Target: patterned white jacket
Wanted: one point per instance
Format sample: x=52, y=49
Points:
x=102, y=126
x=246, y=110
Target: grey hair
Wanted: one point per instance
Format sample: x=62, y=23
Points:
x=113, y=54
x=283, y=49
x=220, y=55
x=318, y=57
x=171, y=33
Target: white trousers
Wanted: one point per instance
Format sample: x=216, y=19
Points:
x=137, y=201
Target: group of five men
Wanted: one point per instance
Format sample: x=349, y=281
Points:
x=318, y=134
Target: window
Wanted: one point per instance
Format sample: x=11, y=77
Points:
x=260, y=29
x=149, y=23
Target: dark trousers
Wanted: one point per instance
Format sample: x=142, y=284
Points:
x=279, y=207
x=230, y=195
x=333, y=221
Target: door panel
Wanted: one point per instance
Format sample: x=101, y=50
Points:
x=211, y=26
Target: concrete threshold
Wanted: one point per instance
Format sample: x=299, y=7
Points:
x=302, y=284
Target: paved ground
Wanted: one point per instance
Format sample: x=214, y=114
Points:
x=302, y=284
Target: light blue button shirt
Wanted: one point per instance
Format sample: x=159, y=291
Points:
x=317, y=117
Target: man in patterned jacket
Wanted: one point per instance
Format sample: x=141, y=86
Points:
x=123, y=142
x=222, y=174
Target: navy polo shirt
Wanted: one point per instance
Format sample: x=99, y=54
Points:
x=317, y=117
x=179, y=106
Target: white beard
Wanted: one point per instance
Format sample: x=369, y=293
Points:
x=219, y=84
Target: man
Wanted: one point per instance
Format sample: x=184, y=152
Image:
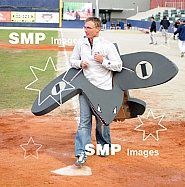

____

To do.
Arrange all of the data above as a JSON list of strings, with one string per line and blank lines omitted, and leave the picture out.

Finished task.
[
  "Target: patterned white jacket",
  "Wanted: one point per instance",
  "Format sample: x=52, y=49",
  "Points:",
  "x=102, y=126",
  "x=246, y=110",
  "Target: grey hair",
  "Wanted: one point per instance",
  "Format sample: x=62, y=23",
  "Points:",
  "x=113, y=54",
  "x=283, y=49",
  "x=220, y=55",
  "x=318, y=57",
  "x=171, y=33",
  "Target: white trousers",
  "Wanted: one point per instance",
  "Format sample: x=216, y=19",
  "Points:",
  "x=137, y=201",
  "Target: group of five men",
  "Wanted: one point per instance",
  "Format sample: x=349, y=281",
  "Points:",
  "x=318, y=134",
  "Target: window",
  "Wanted: one point per instance",
  "Format sample: x=11, y=77",
  "Points:",
  "x=260, y=29",
  "x=149, y=23",
  "Target: dark trousers",
  "Wanted: one point per instance",
  "Format sample: x=142, y=284",
  "Points:",
  "x=279, y=207",
  "x=230, y=195",
  "x=333, y=221",
  "Target: door panel",
  "Wanted: one point per instance",
  "Format sample: x=101, y=50",
  "Points:",
  "x=211, y=26",
  "Target: concrete threshold",
  "Wanted: one point per instance",
  "Format sample: x=299, y=7",
  "Points:",
  "x=302, y=284",
  "Target: paved ground",
  "Wanted: one point per instance",
  "Format sample: x=214, y=114",
  "Points:",
  "x=302, y=284",
  "Target: light blue button shirt",
  "Wanted: one point per instance",
  "Format sample: x=159, y=291",
  "Points:",
  "x=317, y=117",
  "Target: man in patterned jacket",
  "Wanted: one point per instance",
  "Format sample: x=141, y=86",
  "Points:",
  "x=123, y=142",
  "x=222, y=174",
  "Target: navy polo shirt",
  "Wanted: one point per instance",
  "Format sample: x=99, y=54",
  "Points:",
  "x=317, y=117",
  "x=179, y=106",
  "Target: white beard",
  "Wanted: one point per instance",
  "Format sample: x=369, y=293",
  "Points:",
  "x=219, y=84",
  "Target: man",
  "Wanted: one point per instance",
  "Format sample: x=184, y=152",
  "Image:"
]